TASK 1: Present the stored data entries below as a numbered list, from the line containing "the wooden spoon" through the end of the entries, with blank lines omitted.

EXTRACT PROVIDED:

No narrow bigot he; — his reason’d view
Thy interests, England, ranks with thine, Peru!
France at our doors, he sees no danger nigh,
But heaves for Turkey’s woes the impartial sigh;
A steady patriot of the world alone,
The friend of every country — but his own.
(George Canning via Patrick J. Buchanan, Why Compare the Crusades to Al Qaeda?)
Buchanan’s musing suggests the answer to the question in his title:
Obama revels in reciting the sins of Christianity and the West because he does not see himself as a loyal son of the civilization Christianity produced.
He sees himself as a citizen of the world who rejects the idea that our cradle faith Christianity is superior or that our civilization is superior. For he seems to seize every opportunity to point up the sins of Christianity and the West and the contributions of other faiths and civilizations.
“[D]oes not see himself as a loyal son” evoked for me Jonathan Haidt’s contention that Conservatives are stronger on “loyalty” as a value:
The remaining three foundations—Loyalty/betrayal, Authority/subversion, and Sanctity/degradation—show the biggest and most consistent partisan differences. Liberals are ambivalent about these foundations at best, whereas social conservatives embrace them.

TASK 2: Quote the stretch of the commentary on Buchanan's essay from "No narrow bigot" through "civilization Christianity produced.".

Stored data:
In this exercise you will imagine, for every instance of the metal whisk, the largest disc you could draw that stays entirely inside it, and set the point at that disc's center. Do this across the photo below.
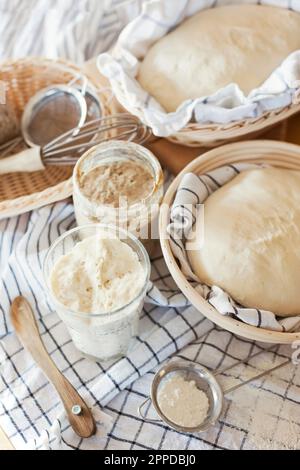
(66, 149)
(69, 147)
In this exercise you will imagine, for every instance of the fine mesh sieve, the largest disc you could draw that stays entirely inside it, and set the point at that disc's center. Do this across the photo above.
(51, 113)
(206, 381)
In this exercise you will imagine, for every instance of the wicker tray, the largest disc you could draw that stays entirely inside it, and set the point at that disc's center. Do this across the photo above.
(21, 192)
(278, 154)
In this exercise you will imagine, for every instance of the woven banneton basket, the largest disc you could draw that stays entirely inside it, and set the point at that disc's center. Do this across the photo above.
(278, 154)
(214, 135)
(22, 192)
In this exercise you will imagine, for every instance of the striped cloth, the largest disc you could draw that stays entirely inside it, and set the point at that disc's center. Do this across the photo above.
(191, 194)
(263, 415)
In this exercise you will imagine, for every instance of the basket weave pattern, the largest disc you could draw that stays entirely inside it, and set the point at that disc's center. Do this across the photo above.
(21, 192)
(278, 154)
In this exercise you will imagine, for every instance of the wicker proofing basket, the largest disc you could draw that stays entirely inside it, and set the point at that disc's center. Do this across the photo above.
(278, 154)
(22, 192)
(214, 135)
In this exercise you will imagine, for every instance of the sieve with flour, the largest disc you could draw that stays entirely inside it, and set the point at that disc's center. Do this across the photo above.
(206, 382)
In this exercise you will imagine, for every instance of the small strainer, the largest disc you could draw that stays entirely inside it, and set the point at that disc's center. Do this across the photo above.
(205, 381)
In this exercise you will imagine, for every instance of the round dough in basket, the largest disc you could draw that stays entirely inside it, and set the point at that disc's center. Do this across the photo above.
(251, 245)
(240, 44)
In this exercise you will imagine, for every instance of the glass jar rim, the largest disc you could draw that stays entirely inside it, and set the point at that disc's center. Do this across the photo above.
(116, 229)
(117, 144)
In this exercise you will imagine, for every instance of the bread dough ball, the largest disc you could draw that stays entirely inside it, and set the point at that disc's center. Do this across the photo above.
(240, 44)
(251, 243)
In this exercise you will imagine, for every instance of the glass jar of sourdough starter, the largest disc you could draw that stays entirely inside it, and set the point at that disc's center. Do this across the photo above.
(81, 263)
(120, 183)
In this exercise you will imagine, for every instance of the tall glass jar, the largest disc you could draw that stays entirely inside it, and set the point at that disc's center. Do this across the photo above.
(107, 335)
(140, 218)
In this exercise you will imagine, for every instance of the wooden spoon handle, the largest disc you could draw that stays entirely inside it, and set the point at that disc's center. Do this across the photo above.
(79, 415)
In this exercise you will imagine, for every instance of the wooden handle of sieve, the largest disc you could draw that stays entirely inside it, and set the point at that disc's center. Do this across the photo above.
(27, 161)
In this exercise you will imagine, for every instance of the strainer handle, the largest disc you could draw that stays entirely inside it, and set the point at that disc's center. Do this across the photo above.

SOLUTION 1:
1. In this exercise you will imagine, for every instance of the wooden spoon handle, the largest disc you could draw that stays entirely inside it, and set the point at that disc's center. Do this across the photo above.
2. (79, 415)
3. In this exercise you will imagine, for every instance of the wooden handle of sieve, the largest disc you could draw that stays entirely inside it, and set the point at that disc's center. Do this across the photo above.
4. (27, 161)
5. In this exercise you will imagine, for every instance of the strainer handle, the largest disc you could draw that stays entirely inside it, and set the point at that disc's center. Do this across the photo above.

SOLUTION 2:
No narrow bigot he; — his reason’d view
Thy interests, England, ranks with thine, Peru!
France at our doors, he sees no danger nigh,
But heaves for Turkey’s woes the impartial sigh;
A steady patriot of the world alone,
The friend of every country — but his own.
(George Canning via Patrick J. Buchanan, Why Compare the Crusades to Al Qaeda?)
Buchanan’s musing suggests the answer to the question in his title:
Obama revels in reciting the sins of Christianity and the West because he does not see himself as a loyal son of the civilization Christianity produced.